**SELECTED PASSAGE**
- - -
In the midst of a Communist takeover it’s practically de rigueur to include a genocide.  Don’t plan on this one breaking tradition.

 

Genocide is the deliberate killing of a large number of people from a particular ethnic, national, racial, political, or religious group, in whole or in part.

 

Immediately after the 2020 election, enthusiastic little Communists, like Alexandria Ocasio-Cortez, could barely wait for the ink to dry on the final forged ballots before they were compiling lists of names.  They weren’t looking forward to the next gift-giving holiday.  They were making lists of the names of those who they felt should be retrained or reeducated... polite euphemisms for the attainment of ambient temperature... the cessation of all life functions.  They want them dealt with for their associations, their political preferences, their religious beliefs, and any other obscure attributes that may rub them the wrong way.  Some entries were actual names, but some were less specific but just as ominous.  One chilling example was “Trump supporters.”  Don’t be too concerned.  They rarely get around to dealing with everyone on the lists but, I intend to show you just how hard they’re willing to try.

 

I’ve chosen several examples of genocide from recent history.  I’ve focused on a particular time period simply because of the availability of the statistics needed to perform a meaningful evaluation.  I want you to be able to feel, in the pit of your stomach, just what an American genocide could feel like.
- - -
**RECORDED INFORMATION**
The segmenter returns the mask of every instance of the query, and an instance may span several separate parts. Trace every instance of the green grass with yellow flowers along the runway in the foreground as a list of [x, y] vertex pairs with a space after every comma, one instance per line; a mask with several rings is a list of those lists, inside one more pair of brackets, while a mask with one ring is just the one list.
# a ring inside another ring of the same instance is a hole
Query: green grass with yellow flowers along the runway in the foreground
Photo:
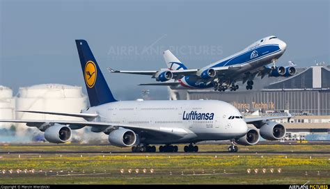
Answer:
[[[200, 145], [207, 153], [189, 154], [0, 154], [0, 184], [46, 183], [330, 183], [330, 153], [285, 154], [285, 151], [329, 152], [327, 145], [256, 145], [239, 146], [248, 153], [216, 153], [227, 145]], [[180, 146], [182, 148], [182, 146]], [[129, 149], [128, 149], [129, 150]], [[1, 146], [8, 151], [128, 151], [106, 145], [26, 145]], [[265, 154], [279, 151], [281, 154]], [[284, 151], [284, 152], [283, 152]], [[282, 154], [284, 153], [284, 154]], [[82, 157], [81, 157], [82, 155]], [[19, 157], [20, 156], [20, 157]], [[147, 157], [148, 156], [148, 157]], [[217, 158], [216, 158], [217, 156]], [[286, 156], [286, 157], [285, 157]], [[312, 156], [312, 158], [310, 158]], [[261, 172], [262, 168], [267, 171]], [[274, 169], [274, 173], [269, 170]], [[278, 169], [281, 168], [281, 173]], [[16, 173], [16, 170], [36, 173]], [[124, 174], [120, 170], [125, 170]], [[132, 169], [132, 173], [127, 170]], [[139, 174], [134, 172], [139, 169]], [[146, 169], [147, 173], [142, 170]], [[150, 173], [150, 169], [154, 172]], [[258, 169], [258, 174], [252, 172]], [[13, 170], [10, 174], [8, 170]], [[39, 173], [39, 170], [42, 172]], [[52, 172], [49, 172], [52, 170]], [[226, 170], [226, 173], [224, 172]], [[47, 175], [45, 175], [47, 172]], [[58, 175], [56, 175], [58, 172]], [[70, 175], [68, 175], [70, 172]], [[84, 173], [83, 173], [84, 172]], [[94, 173], [95, 172], [95, 173]], [[171, 172], [171, 174], [170, 174]], [[182, 175], [183, 172], [183, 175]], [[307, 175], [305, 175], [307, 172]], [[320, 174], [317, 174], [317, 173]], [[195, 173], [195, 175], [194, 175]], [[79, 175], [74, 175], [79, 174]], [[196, 175], [198, 174], [198, 175]]]

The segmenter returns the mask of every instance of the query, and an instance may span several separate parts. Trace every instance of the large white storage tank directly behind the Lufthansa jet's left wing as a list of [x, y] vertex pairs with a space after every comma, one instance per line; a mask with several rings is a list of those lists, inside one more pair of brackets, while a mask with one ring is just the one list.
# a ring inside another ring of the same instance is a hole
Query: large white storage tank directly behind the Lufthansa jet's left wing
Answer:
[[[62, 84], [42, 84], [31, 87], [19, 88], [16, 99], [16, 110], [39, 110], [65, 113], [80, 113], [86, 108], [86, 95], [82, 93], [80, 86]], [[36, 113], [16, 112], [19, 120], [77, 120], [80, 117], [68, 117], [60, 115], [47, 115]], [[18, 124], [17, 131], [24, 133], [29, 126]], [[72, 135], [74, 137], [74, 135]]]

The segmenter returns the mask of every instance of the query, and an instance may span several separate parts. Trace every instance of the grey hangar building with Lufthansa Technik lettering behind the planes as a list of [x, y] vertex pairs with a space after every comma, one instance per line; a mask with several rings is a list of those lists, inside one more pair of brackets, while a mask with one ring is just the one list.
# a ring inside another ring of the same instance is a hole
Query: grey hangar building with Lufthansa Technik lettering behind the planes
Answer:
[[[242, 82], [241, 82], [242, 83]], [[256, 78], [256, 90], [239, 85], [235, 92], [214, 90], [169, 90], [170, 99], [217, 99], [227, 101], [246, 116], [259, 110], [263, 115], [291, 113], [295, 117], [276, 120], [288, 133], [326, 133], [330, 138], [330, 66], [324, 63], [298, 68], [288, 78]], [[258, 86], [259, 85], [259, 88]], [[261, 87], [260, 87], [261, 86]]]

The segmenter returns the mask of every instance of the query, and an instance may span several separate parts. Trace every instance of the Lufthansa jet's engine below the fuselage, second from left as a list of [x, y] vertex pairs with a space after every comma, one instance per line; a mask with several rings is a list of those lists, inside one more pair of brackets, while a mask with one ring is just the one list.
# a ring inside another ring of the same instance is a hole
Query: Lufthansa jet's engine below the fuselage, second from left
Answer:
[[129, 129], [116, 129], [109, 133], [109, 142], [117, 147], [131, 147], [136, 142], [136, 134]]

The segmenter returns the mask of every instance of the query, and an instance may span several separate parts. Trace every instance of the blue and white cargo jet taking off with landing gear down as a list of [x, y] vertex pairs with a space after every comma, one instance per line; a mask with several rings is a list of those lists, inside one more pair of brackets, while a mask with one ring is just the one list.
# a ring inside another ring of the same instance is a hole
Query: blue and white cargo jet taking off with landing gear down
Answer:
[[[276, 60], [286, 49], [282, 40], [272, 35], [262, 38], [242, 51], [223, 58], [200, 69], [187, 69], [171, 51], [164, 51], [167, 68], [159, 71], [118, 71], [108, 68], [112, 73], [151, 75], [159, 83], [143, 83], [140, 85], [170, 86], [171, 89], [205, 89], [235, 91], [239, 88], [235, 83], [246, 83], [246, 90], [253, 88], [253, 79], [268, 76], [292, 76], [296, 74], [294, 65], [277, 67]], [[272, 64], [272, 65], [269, 65]]]

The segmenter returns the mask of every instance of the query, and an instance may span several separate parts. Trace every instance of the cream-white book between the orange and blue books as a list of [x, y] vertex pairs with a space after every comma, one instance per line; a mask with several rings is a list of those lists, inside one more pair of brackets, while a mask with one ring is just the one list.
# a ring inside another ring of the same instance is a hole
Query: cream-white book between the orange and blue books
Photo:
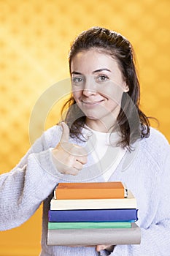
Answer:
[[128, 197], [112, 199], [71, 199], [58, 200], [53, 197], [50, 210], [137, 208], [136, 198], [128, 189]]

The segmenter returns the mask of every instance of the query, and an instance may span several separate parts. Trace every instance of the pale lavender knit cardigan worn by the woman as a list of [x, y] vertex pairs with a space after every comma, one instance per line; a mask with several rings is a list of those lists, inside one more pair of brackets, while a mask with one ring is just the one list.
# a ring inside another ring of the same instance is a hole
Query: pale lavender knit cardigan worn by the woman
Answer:
[[[44, 201], [40, 255], [95, 256], [94, 247], [47, 246], [47, 211], [53, 189], [59, 181], [103, 181], [103, 167], [112, 165], [112, 157], [108, 157], [112, 148], [99, 165], [93, 164], [89, 154], [88, 163], [80, 174], [68, 176], [58, 173], [51, 157], [50, 148], [57, 145], [60, 137], [60, 127], [48, 129], [11, 172], [0, 176], [0, 230], [11, 229], [26, 222]], [[85, 143], [79, 144], [85, 146]], [[149, 138], [136, 142], [135, 150], [132, 153], [126, 152], [109, 181], [123, 181], [131, 189], [139, 209], [137, 224], [142, 229], [140, 245], [117, 245], [111, 255], [168, 256], [170, 148], [161, 132], [151, 129]]]

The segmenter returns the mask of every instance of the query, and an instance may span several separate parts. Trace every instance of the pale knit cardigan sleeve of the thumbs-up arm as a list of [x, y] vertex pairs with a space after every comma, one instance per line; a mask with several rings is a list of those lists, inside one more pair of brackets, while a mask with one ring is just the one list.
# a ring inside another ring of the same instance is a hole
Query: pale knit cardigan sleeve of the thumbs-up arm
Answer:
[[13, 170], [0, 176], [0, 230], [26, 222], [58, 184], [60, 173], [45, 136], [36, 140]]

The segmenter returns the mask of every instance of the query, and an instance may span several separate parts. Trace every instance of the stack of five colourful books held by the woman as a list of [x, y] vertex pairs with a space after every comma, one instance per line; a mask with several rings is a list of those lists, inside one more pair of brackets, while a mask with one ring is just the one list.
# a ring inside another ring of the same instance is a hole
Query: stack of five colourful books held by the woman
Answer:
[[136, 198], [120, 181], [60, 183], [48, 213], [48, 245], [140, 244]]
- - -
**WHAT YOU NEED TO DO**
- A) In the essay on genocide, how is genocide defined?
- B) Retype the part of the essay on genocide starting at "I’ve chosen several" and ending at "could feel like.".
- C) Carry the essay on genocide forward from its final sentence.

**ANSWERS FOR EACH ITEM**
- A) Genocide is the deliberate killing of a large number of people from a particular ethnic, national, racial, political, or religious group, in whole or in part.

- B)
I’ve chosen several examples of genocide from recent history.  I’ve focused on a particular time period simply because of the availability of the statistics needed to perform a meaningful evaluation.  I want you to be able to feel, in the pit of your stomach, just what an American genocide could feel like.

- C)
 

This horrific, state-led genocide, primarily targeted the Tutsi ethnic group, with Hutu nationalists annihilating nearly seventy-five percent of the Tutsi people.  Tension between the Tutsi and Hutu ethnic groups, in the country of Rwanda, had been festering for years, eventually breaking out into civil war, and fueling the tragic Rwandan genocide.

 

Tthe Hutu forces took a systematic approach to the genocide, often barricading escape routes to prevent victims from fleeing.  They also motivated recruits to assist in the genocide with promises of land and resources that would become available afterwards.

 

 

The Cambodian Genocide refers to the attempt of Khmer Rouge party leader, Pol Pot, to nationalize and centralize the peasant farming society of Cambodia, virtually overnight, in accordance with the Chinese Communist agricultural model.  This resulted in the deaths of approximately 40% of the country’s population, in three years, from 1975 when the Khmer Rouge seized power until they were overthrown by the Vietnamese in 1979.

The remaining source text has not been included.